- **Stated goal**
Rewrite everything from the line containing "For the audit, pick out each instance of the hillside" down to the end of the records below, requests included. Offset every coordinate in the answers by adding 143 to it.

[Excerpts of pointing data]
========================================================================
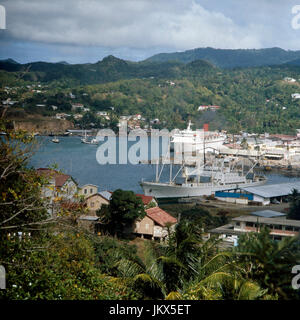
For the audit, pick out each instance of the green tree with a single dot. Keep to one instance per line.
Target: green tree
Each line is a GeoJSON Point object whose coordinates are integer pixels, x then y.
{"type": "Point", "coordinates": [124, 208]}
{"type": "Point", "coordinates": [294, 209]}
{"type": "Point", "coordinates": [269, 262]}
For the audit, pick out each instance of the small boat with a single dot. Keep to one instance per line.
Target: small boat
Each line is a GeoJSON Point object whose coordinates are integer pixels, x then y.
{"type": "Point", "coordinates": [55, 140]}
{"type": "Point", "coordinates": [94, 141]}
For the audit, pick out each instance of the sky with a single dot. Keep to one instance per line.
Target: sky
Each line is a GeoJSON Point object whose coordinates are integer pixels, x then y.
{"type": "Point", "coordinates": [83, 31]}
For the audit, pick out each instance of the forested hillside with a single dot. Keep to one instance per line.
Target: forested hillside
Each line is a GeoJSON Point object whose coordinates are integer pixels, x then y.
{"type": "Point", "coordinates": [252, 99]}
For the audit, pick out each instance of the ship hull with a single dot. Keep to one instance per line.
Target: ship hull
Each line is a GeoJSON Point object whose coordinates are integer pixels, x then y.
{"type": "Point", "coordinates": [165, 190]}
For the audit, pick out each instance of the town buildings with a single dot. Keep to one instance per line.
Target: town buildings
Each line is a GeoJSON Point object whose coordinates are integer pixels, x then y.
{"type": "Point", "coordinates": [279, 226]}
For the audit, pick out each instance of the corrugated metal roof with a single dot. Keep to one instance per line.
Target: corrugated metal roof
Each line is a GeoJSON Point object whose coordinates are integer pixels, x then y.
{"type": "Point", "coordinates": [105, 194]}
{"type": "Point", "coordinates": [275, 221]}
{"type": "Point", "coordinates": [273, 190]}
{"type": "Point", "coordinates": [89, 218]}
{"type": "Point", "coordinates": [268, 214]}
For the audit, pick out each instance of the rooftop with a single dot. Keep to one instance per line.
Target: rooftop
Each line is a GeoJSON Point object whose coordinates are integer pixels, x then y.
{"type": "Point", "coordinates": [275, 221]}
{"type": "Point", "coordinates": [146, 199]}
{"type": "Point", "coordinates": [268, 214]}
{"type": "Point", "coordinates": [60, 178]}
{"type": "Point", "coordinates": [273, 190]}
{"type": "Point", "coordinates": [105, 194]}
{"type": "Point", "coordinates": [160, 216]}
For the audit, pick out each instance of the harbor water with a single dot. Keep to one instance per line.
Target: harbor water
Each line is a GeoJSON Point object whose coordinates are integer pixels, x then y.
{"type": "Point", "coordinates": [79, 160]}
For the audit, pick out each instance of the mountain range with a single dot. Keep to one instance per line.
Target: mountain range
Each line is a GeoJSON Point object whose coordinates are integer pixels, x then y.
{"type": "Point", "coordinates": [167, 65]}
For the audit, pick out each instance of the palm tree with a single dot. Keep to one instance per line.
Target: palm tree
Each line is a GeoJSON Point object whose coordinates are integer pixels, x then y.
{"type": "Point", "coordinates": [269, 262]}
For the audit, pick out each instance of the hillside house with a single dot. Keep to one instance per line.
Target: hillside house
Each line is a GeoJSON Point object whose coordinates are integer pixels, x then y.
{"type": "Point", "coordinates": [76, 106]}
{"type": "Point", "coordinates": [155, 224]}
{"type": "Point", "coordinates": [95, 202]}
{"type": "Point", "coordinates": [59, 187]}
{"type": "Point", "coordinates": [148, 200]}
========================================================================
- **Written solution**
For the audit, pick out each instance of the hillside house with a single dot. Keep to one instance per line.
Target: hillside house
Each line is a GeoJSON Point object whose coordinates are integer pixels, x then y.
{"type": "Point", "coordinates": [219, 249]}
{"type": "Point", "coordinates": [298, 367]}
{"type": "Point", "coordinates": [238, 345]}
{"type": "Point", "coordinates": [202, 330]}
{"type": "Point", "coordinates": [291, 343]}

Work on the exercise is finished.